Task to complete: Every line of the material that includes the word "clicks" is to be shown.

================

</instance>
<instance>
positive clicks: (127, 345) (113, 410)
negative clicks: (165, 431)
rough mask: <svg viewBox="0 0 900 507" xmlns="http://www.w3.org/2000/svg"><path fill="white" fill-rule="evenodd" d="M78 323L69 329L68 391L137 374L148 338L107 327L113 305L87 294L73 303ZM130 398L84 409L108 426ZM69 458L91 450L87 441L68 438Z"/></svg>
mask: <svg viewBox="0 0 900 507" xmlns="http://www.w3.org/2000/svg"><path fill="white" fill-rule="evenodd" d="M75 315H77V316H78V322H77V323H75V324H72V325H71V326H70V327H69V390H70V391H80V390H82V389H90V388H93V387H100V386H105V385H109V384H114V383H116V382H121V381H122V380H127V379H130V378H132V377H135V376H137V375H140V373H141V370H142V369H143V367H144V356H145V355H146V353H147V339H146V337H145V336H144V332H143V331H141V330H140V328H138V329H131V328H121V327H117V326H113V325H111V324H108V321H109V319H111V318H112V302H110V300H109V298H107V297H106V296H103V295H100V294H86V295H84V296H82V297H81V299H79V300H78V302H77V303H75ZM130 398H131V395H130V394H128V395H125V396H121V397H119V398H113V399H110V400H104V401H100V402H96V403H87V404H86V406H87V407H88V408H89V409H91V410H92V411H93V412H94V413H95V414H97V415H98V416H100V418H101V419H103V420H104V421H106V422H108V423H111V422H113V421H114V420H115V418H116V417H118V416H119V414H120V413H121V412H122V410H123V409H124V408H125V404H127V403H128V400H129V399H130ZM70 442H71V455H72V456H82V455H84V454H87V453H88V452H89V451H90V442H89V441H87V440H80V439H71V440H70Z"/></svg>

================

The answer:
positive clicks: (127, 345) (113, 410)
negative clicks: (165, 431)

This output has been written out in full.